Righe del dataset per l'indicazione di oggetti:
▼

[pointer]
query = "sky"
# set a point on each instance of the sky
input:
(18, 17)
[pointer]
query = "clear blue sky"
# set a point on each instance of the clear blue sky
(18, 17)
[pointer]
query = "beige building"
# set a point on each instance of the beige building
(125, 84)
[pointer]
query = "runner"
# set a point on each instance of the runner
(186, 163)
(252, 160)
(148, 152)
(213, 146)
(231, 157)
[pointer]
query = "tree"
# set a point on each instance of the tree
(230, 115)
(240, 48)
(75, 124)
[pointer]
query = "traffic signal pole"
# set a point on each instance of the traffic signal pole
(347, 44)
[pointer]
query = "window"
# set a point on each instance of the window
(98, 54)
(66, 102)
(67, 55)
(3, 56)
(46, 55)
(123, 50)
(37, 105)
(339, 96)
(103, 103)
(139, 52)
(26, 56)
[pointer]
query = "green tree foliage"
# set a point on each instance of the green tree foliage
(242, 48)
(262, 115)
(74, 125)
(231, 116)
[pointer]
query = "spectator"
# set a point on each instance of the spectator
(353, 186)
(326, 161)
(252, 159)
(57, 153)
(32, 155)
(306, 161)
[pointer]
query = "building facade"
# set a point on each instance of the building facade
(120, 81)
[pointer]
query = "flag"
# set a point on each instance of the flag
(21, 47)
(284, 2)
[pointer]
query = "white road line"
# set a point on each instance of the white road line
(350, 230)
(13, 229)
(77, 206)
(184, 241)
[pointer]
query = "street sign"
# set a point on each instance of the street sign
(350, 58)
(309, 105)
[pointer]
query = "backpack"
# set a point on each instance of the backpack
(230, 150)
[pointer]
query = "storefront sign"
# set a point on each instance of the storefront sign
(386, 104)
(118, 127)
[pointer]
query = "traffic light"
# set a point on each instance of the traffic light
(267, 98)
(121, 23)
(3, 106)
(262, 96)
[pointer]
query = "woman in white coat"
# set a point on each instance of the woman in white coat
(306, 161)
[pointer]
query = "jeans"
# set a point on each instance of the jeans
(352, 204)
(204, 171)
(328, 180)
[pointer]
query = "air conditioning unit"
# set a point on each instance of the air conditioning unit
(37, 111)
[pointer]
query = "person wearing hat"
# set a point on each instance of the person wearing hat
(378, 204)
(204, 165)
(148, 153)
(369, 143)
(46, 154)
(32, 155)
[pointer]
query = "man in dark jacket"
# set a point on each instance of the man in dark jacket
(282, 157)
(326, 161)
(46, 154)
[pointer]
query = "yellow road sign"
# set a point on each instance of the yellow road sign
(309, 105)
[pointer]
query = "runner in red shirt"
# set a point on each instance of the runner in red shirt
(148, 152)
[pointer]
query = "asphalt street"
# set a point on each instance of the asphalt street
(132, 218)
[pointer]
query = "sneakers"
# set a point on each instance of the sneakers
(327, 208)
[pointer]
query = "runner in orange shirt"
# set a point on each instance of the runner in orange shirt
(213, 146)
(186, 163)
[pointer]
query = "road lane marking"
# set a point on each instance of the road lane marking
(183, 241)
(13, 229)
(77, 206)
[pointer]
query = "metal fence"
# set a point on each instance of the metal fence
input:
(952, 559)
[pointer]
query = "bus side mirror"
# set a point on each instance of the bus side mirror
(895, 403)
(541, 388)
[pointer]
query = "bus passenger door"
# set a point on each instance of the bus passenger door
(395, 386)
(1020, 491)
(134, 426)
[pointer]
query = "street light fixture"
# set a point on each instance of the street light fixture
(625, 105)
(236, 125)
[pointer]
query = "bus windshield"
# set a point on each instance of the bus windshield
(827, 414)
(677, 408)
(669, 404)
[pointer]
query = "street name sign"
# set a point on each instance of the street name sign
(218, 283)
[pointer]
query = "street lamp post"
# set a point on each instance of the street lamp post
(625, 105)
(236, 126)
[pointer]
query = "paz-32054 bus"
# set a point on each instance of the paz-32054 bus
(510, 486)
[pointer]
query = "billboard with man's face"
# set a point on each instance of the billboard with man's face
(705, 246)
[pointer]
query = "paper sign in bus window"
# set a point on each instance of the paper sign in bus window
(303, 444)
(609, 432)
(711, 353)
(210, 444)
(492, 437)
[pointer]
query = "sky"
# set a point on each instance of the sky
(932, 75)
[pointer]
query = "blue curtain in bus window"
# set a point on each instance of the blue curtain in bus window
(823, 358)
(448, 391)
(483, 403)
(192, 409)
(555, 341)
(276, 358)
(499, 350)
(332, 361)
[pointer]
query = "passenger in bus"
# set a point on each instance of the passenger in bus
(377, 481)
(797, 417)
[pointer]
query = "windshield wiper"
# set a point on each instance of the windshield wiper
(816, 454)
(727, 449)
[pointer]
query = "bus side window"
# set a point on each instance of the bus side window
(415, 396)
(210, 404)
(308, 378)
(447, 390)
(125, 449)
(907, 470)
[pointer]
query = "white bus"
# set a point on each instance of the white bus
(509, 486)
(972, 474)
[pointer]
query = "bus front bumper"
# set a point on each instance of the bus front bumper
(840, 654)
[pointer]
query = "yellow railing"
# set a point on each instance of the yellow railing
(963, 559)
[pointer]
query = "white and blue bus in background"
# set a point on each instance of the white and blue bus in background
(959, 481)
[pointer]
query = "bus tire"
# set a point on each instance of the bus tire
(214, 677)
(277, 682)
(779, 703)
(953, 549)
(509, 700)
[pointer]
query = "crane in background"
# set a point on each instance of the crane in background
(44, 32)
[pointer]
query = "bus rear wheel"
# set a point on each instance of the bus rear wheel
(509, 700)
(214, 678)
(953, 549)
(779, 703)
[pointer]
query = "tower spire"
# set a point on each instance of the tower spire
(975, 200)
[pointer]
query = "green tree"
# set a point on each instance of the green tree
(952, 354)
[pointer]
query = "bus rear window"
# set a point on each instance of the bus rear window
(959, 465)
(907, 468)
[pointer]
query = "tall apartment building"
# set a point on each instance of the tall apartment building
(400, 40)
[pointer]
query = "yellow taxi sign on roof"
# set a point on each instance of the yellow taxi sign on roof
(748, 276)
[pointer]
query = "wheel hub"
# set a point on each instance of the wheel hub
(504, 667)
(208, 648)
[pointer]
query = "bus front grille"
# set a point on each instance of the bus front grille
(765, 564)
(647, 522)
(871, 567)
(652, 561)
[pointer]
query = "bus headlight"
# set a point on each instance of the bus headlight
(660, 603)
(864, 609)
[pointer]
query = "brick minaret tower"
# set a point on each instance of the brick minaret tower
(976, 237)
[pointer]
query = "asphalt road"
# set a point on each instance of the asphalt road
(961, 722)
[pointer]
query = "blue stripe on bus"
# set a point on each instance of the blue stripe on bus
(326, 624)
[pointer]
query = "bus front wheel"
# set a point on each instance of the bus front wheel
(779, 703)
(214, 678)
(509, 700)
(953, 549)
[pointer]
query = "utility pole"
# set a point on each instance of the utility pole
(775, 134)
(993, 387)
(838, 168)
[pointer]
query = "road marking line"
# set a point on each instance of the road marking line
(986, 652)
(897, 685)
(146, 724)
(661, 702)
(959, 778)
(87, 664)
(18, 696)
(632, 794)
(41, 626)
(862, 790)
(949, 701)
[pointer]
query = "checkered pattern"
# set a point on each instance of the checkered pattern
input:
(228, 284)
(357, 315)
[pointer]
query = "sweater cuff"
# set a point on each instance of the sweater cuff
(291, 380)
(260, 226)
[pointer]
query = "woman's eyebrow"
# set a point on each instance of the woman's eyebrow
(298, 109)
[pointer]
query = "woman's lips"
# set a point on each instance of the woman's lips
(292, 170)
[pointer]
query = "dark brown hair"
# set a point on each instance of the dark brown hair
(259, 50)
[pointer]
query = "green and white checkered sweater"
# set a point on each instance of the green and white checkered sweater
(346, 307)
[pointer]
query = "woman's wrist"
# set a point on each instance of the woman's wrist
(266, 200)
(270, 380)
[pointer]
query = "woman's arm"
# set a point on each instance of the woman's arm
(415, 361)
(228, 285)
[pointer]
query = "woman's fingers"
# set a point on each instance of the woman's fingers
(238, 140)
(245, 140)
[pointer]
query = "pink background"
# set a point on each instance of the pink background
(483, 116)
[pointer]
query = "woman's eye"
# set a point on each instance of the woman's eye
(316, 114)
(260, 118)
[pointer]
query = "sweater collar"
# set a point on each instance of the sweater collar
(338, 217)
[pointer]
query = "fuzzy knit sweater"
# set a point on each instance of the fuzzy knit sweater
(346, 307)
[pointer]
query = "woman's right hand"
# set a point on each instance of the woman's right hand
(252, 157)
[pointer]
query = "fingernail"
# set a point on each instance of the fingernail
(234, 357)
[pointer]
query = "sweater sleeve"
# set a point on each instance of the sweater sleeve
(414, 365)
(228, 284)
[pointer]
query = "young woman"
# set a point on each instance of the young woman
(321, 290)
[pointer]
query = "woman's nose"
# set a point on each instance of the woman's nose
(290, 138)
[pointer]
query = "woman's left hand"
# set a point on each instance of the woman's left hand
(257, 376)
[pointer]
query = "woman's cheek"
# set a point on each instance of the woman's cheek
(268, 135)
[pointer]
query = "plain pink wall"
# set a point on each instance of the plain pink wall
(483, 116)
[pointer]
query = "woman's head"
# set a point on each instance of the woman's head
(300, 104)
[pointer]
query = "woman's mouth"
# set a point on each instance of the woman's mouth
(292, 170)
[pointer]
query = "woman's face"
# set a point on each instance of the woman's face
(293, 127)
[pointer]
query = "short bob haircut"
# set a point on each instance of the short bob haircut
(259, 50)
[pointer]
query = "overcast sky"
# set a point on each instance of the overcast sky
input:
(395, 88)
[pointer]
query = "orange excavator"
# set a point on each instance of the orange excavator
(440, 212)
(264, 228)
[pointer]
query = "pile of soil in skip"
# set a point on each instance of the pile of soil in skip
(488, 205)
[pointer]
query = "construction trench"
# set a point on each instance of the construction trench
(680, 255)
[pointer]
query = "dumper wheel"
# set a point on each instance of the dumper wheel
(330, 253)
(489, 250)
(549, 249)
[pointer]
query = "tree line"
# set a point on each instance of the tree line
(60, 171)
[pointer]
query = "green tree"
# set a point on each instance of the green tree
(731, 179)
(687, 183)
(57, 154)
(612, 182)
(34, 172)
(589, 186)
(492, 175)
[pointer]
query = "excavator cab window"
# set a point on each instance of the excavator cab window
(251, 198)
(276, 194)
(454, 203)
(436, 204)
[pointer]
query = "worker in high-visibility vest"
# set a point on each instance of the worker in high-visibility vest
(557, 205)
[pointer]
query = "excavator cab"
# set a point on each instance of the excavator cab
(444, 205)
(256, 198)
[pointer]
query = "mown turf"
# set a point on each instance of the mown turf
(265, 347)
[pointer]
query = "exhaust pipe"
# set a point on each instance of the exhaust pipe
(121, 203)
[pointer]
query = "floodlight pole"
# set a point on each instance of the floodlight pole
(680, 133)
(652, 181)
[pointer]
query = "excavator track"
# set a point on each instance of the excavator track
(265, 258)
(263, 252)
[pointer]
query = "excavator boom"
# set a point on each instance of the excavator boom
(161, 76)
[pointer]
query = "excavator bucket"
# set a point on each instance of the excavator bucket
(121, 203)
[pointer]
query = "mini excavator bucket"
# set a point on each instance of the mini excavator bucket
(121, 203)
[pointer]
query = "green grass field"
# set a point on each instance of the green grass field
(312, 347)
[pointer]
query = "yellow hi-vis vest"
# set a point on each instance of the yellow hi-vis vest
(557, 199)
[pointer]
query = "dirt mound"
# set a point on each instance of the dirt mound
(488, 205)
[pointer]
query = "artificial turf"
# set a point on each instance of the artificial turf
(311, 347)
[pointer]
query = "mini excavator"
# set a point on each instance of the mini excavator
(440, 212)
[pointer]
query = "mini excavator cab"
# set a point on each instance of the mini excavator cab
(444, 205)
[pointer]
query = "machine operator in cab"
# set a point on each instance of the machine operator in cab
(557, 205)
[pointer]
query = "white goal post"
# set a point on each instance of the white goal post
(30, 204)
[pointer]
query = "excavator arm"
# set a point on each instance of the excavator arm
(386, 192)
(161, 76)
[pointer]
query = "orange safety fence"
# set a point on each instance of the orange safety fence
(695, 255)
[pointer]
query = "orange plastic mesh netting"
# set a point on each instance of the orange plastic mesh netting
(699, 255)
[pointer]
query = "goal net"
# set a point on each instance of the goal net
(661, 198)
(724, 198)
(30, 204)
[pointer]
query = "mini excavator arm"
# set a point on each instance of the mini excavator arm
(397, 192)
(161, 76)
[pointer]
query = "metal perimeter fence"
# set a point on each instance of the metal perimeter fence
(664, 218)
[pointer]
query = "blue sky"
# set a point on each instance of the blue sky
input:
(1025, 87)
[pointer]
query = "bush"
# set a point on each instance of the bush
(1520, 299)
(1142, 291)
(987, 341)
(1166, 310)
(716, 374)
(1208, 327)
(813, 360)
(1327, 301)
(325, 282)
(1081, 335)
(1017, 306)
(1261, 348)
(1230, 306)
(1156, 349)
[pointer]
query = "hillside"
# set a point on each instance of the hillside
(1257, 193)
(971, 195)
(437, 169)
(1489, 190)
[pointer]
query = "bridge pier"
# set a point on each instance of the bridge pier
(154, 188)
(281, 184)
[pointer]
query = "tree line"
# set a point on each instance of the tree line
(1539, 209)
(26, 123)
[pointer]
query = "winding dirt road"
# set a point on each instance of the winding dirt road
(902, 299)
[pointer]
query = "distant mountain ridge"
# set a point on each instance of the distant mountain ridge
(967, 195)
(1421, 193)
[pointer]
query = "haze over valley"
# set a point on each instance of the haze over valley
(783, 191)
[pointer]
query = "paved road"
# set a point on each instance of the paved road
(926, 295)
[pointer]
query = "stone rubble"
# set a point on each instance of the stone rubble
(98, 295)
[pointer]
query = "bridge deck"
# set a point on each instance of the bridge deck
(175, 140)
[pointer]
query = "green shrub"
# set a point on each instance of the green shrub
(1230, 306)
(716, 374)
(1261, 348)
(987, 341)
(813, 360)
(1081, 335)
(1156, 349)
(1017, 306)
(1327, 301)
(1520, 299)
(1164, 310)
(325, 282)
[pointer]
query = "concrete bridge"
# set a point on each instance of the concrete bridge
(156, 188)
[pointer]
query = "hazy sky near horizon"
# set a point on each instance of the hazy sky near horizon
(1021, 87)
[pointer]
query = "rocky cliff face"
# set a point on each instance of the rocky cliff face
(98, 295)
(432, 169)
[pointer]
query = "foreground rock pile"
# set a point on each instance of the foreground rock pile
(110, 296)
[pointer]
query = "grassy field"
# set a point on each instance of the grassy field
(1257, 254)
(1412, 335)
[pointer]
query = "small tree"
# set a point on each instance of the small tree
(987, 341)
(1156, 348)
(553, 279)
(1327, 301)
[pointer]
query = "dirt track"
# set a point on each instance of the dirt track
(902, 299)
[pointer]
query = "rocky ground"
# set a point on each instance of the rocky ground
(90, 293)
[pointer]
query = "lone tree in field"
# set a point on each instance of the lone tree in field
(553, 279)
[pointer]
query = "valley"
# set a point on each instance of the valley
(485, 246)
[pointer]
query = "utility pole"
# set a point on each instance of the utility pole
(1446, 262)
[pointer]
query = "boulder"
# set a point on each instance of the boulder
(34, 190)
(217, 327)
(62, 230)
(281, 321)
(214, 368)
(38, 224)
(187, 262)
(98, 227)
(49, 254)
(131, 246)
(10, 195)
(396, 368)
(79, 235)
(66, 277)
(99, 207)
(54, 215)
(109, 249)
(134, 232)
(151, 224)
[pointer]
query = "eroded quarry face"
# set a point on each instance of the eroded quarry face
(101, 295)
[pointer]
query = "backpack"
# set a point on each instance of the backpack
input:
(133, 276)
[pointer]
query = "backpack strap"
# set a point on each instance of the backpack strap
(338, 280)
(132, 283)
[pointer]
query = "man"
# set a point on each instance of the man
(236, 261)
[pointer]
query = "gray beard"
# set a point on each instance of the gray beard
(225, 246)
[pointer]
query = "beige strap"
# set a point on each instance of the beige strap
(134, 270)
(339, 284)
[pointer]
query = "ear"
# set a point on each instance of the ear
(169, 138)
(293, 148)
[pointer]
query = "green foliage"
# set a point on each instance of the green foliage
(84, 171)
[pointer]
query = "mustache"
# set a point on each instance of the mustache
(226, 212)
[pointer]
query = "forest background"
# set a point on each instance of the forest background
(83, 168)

▲

> _Il problema_
Individua ogni riga dei dati che contiene la parola "distant" e trascrivila così come compare.

> _Soluzione_
query = "distant mountain ridge"
# set a point on each instance of the distant mountain ridge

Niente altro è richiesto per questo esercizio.